**TEXT EXCERPT**

Fall Processor Forum 2004 Wrap-Up

We trust you’ve read all of Mark Hachman’s excellent news reports located in our Fall Processor Forum main page. Mark provided insights on the upcoming AMD dual-core Opteron, Transmeta’s just-released TM8800 (aka “Efficeon 2”), and VIA/Centaur’s 64-bit-capable “CM” processor due in early 2006, along with various embedded processor news. In this wrap-up report, we’ll discuss the overarching themes at the show, review a fascinating technology keynote speech from IBM’s brilliant chief chip technologist Dr. Bernard Meyerson, highlight some very cool embedded processors announced at the show, and dig a bit deeper into the upcoming dual-core AMD Opteron.

Before we get started, let’s clear up any possible confusion regarding the origins of the Fall Processor Forum. You may recall the old “Microprocessor Forum” held every October for the past 16 years. Show operator In-Stat/MDR decided to combine Microprocessor Forum with its Embedded Processor Forum, broadening the scope of the show, and running the event semiannually. Thus we’ll now see a “Fall Processor Forum” and “Spring Processor Forum” on an ongoing basis. Moderated by Microprocessor Report analysts, and including presentations from numerous microprocessor architects, the Forums are clearly great venues for learning details of future microprocessor architectures along with market positioning. While other shows such as ISSCC or Hot Chips might deliver more technical depth, Processor Forum strikes a good balance between technology insight and market factors.

**AIM 1**
In the processor forum wrap-up, how often will the combined show now run?

**PROVIDED RECORDS**
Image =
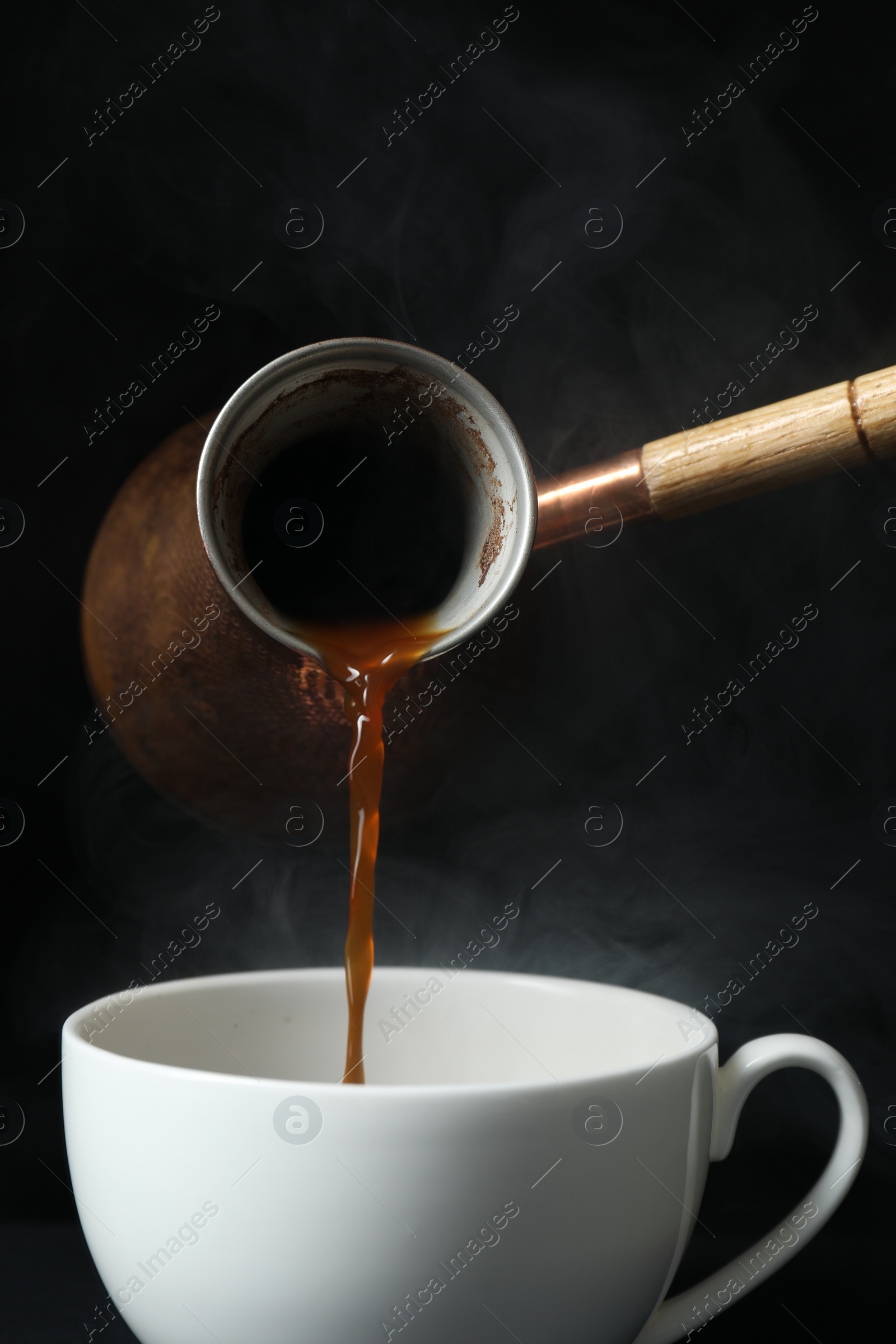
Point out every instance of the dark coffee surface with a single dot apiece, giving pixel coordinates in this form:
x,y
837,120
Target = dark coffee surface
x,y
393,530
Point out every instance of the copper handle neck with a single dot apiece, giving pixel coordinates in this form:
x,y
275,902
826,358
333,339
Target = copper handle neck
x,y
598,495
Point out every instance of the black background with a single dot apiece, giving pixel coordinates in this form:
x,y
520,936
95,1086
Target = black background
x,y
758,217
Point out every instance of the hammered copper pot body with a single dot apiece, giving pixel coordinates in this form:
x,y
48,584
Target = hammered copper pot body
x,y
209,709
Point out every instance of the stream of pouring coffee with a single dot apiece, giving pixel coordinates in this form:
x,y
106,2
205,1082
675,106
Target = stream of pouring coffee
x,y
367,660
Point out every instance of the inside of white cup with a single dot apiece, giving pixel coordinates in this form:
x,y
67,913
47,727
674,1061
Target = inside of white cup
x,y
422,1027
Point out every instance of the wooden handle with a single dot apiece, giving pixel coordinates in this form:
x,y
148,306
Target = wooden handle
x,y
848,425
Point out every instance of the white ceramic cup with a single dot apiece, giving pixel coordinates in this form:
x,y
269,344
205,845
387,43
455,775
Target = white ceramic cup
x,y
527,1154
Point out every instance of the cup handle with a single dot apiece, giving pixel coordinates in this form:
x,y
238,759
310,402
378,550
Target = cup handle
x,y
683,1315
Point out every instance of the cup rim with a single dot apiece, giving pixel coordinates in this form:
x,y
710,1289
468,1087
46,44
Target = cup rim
* * *
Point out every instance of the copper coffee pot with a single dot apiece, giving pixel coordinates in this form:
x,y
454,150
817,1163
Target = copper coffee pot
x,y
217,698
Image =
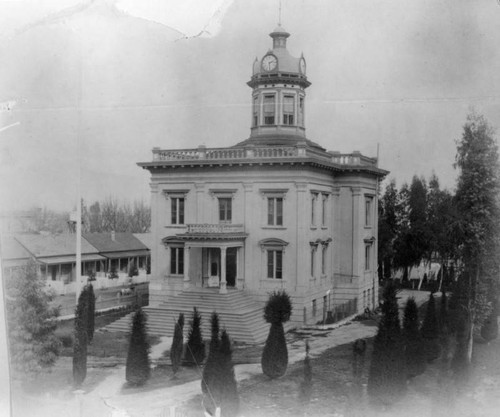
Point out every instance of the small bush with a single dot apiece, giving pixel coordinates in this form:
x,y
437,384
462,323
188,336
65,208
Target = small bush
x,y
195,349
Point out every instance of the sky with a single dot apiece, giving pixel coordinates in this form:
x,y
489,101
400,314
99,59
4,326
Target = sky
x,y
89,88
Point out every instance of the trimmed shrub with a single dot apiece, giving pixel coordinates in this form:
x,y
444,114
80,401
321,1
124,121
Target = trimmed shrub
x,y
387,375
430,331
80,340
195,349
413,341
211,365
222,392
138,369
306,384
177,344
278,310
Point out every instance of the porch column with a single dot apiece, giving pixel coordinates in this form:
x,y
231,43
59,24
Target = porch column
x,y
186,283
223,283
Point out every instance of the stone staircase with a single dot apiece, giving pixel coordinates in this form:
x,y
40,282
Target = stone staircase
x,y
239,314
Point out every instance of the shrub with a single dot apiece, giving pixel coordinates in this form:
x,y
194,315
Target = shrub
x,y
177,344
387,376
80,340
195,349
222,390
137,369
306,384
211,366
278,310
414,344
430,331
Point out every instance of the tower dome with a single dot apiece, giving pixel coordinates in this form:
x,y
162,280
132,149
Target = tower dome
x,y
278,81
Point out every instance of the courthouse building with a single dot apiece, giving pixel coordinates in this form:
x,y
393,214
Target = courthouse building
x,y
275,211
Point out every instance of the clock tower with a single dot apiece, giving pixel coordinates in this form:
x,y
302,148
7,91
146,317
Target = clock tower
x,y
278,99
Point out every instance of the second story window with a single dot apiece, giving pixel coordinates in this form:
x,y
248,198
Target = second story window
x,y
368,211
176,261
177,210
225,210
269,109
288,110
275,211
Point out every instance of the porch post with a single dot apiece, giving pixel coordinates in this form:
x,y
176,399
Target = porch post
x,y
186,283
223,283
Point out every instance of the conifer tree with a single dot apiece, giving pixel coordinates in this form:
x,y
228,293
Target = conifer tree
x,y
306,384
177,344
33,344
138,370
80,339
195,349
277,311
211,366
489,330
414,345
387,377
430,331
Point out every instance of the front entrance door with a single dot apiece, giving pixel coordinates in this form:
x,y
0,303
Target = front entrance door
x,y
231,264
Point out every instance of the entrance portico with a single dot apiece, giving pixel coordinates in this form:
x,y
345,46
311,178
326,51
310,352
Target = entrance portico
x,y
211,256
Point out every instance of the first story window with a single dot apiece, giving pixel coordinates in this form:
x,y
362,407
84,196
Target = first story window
==
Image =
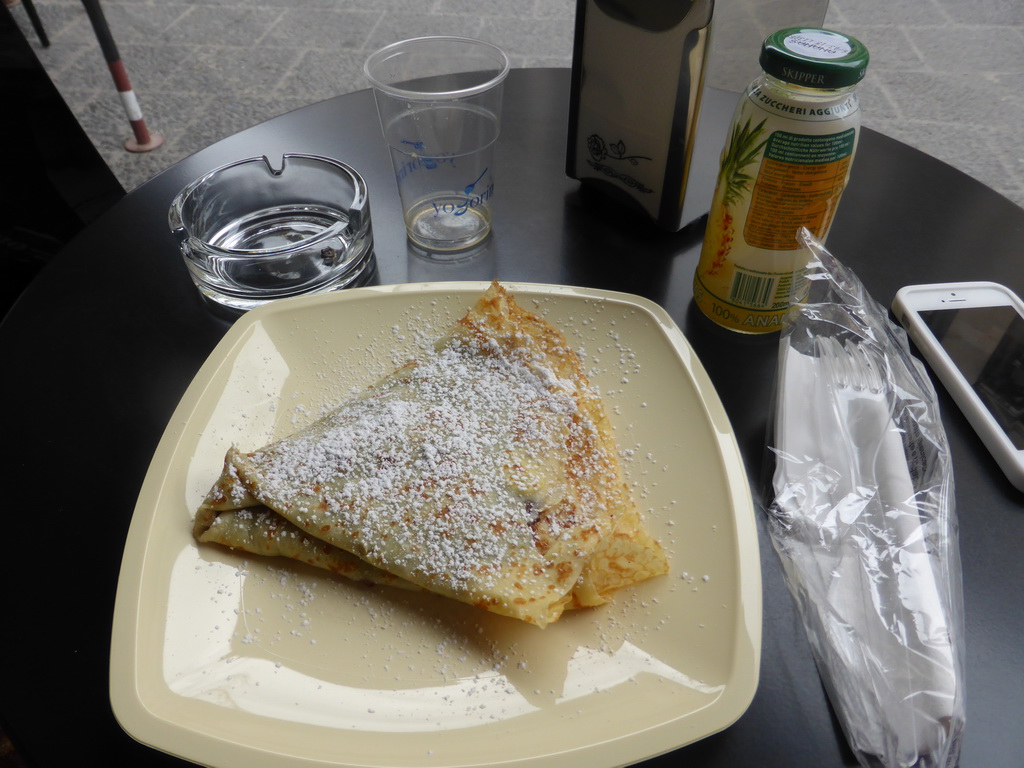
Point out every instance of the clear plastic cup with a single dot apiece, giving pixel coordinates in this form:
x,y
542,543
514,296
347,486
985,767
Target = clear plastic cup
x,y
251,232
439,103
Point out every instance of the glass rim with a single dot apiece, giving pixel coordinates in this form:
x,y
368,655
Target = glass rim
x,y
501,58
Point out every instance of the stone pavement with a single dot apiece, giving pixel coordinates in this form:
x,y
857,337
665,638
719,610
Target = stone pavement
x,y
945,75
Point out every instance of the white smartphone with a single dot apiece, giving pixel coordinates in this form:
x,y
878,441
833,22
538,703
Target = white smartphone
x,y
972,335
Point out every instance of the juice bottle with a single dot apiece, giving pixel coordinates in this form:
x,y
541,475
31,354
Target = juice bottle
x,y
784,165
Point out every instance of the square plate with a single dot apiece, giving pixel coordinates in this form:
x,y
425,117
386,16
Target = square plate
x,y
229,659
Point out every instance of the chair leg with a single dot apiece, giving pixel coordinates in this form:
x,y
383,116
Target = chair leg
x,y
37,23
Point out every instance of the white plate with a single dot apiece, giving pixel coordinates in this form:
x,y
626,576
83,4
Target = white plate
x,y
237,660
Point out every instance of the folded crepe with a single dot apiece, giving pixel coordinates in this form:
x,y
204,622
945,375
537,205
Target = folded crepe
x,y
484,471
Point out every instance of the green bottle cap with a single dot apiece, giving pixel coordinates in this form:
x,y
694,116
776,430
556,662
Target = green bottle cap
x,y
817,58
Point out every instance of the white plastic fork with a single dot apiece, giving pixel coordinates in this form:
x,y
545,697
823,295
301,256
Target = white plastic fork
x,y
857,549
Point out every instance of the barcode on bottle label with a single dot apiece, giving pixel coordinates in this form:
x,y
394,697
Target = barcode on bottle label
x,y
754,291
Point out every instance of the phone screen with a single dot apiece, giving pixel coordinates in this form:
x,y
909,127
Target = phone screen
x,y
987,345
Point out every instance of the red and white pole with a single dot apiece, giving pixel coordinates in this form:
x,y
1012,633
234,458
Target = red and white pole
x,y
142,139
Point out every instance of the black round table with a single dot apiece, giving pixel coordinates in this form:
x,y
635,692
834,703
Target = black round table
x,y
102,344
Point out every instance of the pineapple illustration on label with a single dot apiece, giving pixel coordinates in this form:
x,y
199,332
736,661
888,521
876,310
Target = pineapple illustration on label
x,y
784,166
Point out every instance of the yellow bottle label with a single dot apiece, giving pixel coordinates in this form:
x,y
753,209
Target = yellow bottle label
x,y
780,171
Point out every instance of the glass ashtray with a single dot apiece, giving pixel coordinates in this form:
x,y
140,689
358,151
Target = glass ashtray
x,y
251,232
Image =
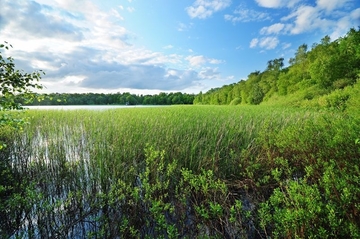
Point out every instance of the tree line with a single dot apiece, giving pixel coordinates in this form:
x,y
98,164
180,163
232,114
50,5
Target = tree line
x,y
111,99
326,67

**AIM 2**
From the listing, reproduce the lines from the one containing "Point out every instance of the cup rim" up to and including the one containing "Target = cup rim".

**ANSWER 1**
Semiannually, as a Fall Processor Forum and a Spring Processor Forum.

**ANSWER 2**
Point out every instance of the cup rim with a single dot apiece, giving pixel coordinates in this form:
x,y
710,1289
468,1087
46,44
Target = cup rim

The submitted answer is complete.